Each line of the listing below must be set down exactly.

*** Information ***

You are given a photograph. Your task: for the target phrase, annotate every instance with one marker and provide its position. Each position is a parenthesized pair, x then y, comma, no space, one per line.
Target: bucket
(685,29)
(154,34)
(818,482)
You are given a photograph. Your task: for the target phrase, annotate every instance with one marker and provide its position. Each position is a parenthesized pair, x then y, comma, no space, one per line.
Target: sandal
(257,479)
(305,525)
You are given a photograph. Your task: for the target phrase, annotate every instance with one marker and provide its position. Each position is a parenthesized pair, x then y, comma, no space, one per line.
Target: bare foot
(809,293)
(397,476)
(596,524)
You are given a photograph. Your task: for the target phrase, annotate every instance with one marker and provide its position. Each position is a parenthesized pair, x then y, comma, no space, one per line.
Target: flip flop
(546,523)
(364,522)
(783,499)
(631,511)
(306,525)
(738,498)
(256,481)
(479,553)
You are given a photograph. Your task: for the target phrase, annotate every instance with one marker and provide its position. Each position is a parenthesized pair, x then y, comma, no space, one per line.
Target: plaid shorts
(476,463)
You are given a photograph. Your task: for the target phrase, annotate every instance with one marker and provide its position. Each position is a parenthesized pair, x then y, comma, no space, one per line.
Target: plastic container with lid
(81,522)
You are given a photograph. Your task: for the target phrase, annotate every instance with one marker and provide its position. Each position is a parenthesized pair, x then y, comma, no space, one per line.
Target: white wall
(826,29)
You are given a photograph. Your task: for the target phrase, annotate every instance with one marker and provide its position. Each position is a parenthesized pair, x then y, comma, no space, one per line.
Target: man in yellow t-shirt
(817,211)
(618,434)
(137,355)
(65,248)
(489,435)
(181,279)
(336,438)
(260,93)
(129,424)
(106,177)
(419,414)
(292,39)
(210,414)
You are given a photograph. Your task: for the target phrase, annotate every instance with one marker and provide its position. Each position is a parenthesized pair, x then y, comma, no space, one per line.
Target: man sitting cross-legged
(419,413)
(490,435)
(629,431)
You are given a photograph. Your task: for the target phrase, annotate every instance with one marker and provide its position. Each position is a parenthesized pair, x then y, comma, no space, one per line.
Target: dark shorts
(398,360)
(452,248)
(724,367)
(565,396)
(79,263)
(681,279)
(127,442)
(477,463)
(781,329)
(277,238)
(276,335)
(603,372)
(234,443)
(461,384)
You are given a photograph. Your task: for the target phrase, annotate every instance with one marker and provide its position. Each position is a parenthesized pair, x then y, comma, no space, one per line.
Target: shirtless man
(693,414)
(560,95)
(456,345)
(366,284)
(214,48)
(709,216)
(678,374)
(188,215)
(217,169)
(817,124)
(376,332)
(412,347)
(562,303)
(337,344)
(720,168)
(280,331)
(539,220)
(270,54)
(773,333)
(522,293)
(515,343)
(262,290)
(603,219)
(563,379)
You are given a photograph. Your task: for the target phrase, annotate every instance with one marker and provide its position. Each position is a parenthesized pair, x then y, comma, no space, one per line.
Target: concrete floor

*** End of Information ***

» **Response box**
You are given a photograph. Your task: for the target phrase, annotate every instance with one marker and provide its position. Each position is a parenthesized pair, x then y, comma, no space, one per line.
Target: bucket
(685,29)
(154,34)
(818,482)
You are given a photograph. Your task: for the target phrase, annotate every instance with one marker and provide its position. Each position is a parenthesized pair, x then y, comma, no space, one per line.
Target: sandal
(257,479)
(305,525)
You are given a photograph. Your task: for the target phrase, annotate every instance with one marker and provide its position. Each position is a parenthesized pair, x then y, comma, no space, one per line.
Target: bare foot
(809,293)
(397,476)
(596,524)
You are given a photograph. Your task: for the target phrase, annotate every instance with one marker and provide its position. Each position is a parenthesized pair, x then y, comma, no space, one per line.
Target: flip flop
(546,523)
(364,522)
(783,499)
(631,511)
(306,525)
(738,498)
(256,481)
(479,553)
You are given a photograph. Your task: for the target phrase, annotate every instance with one marker and provide its position. Each position is a parenthesized pair, x then y, comma, no space, one per line.
Target: plaid shorts
(476,463)
You are given a photograph. Your task: for the target phrase, annotate every instance with one marker and provide its position. Each position is a parenthesized pair, x then y, comma, no space, one per line.
Target: plastic container with lid
(81,522)
You are given a photograph. Your task: for the target phrase, annotate every instance with one marker and provide its position. Each position is a parenthesized pair, x then y, comma, no space, one per line.
Target: white wall
(826,29)
You are given a photograph. Your task: for the target phrase, annotate every instance with one marker and provide its position. Each position is a parenthesized pair, x then y, comma, no space, one per line.
Target: man in yellow t-shirt
(817,211)
(618,434)
(137,355)
(65,248)
(489,435)
(181,279)
(336,438)
(260,93)
(129,424)
(106,177)
(419,414)
(292,39)
(210,414)
You are given a photograph. Your task: for the target phrase, annotate every instance with one marker and provide its position. Each position is a parenthesized pair, x then y, comma, no space, one per line.
Target: man sitting cross-legged
(419,413)
(490,435)
(629,431)
You are given a photograph. Your task: for the target phrase, annotate every instance with one marker and provide its position. Each position is a parenthesized pair, x then y, comma, no space, one per line.
Target: dark shorts
(398,360)
(452,248)
(724,367)
(565,396)
(79,263)
(681,279)
(127,442)
(477,463)
(781,329)
(277,238)
(276,335)
(603,372)
(234,443)
(461,384)
You are given a photograph. Your task: for the target phrase, annotate every instance with one marker and provide its position. Each position is a parenthesized pair, x then y, comma, no space, one per line.
Target: shirtless man
(693,414)
(560,95)
(456,345)
(366,284)
(214,48)
(709,216)
(678,374)
(188,215)
(217,169)
(817,124)
(376,332)
(412,347)
(562,303)
(337,344)
(720,168)
(280,331)
(539,220)
(270,54)
(773,333)
(522,293)
(515,343)
(262,290)
(603,219)
(563,379)
You are given a photograph. Your task: for the target phrase, annotate every instance with one marker and provide its position. Each position is a parenthesized pair, x then y, comma, no space, one per line.
Target: concrete floor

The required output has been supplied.